(SUPPLIED RECORDS begins)

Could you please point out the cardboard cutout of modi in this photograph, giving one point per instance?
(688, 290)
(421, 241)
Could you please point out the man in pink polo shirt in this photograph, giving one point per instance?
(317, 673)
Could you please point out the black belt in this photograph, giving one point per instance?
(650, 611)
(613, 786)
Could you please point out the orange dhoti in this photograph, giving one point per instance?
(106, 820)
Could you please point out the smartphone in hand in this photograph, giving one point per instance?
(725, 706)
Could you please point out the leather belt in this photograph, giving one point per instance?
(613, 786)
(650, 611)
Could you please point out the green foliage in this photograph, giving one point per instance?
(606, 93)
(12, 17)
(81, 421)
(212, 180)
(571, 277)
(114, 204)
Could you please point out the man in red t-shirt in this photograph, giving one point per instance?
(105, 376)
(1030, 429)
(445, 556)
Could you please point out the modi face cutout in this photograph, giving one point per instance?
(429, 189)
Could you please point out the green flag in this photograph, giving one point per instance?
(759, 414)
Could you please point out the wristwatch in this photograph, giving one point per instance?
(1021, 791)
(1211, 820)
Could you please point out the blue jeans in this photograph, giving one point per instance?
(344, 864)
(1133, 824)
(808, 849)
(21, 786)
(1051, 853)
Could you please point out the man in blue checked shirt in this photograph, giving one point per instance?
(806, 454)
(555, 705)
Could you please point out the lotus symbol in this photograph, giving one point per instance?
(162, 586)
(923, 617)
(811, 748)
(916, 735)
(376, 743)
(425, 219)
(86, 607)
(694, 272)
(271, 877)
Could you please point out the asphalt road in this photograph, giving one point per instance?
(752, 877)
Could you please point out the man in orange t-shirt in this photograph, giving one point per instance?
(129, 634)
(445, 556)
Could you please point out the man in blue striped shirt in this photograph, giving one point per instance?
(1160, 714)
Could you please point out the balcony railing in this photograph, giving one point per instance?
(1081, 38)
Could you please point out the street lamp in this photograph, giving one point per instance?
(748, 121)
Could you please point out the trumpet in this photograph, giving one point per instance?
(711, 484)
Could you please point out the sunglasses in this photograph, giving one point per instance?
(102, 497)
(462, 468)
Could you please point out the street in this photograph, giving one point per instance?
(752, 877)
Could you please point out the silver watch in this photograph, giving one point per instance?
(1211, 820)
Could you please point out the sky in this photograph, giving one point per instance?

(SUPPLIED RECORDS ends)

Each line from the one holding "Could you please point out the trumpet" to the end of the entries is to be written out exactly. Skip every line before it.

▶ ANSWER SPACE
Could you please point out the trumpet in this photograph, giving one point per instance?
(711, 484)
Could you please point out the sunglasses in this photograph, giving one point per instance?
(102, 497)
(462, 468)
Could you please point out the street in this photograph, giving one point per instance?
(752, 877)
Could you please point out the silver watch in this photograph, giving one point per instance?
(1211, 820)
Could you please point out the sky in this photograph, giving one point per instance?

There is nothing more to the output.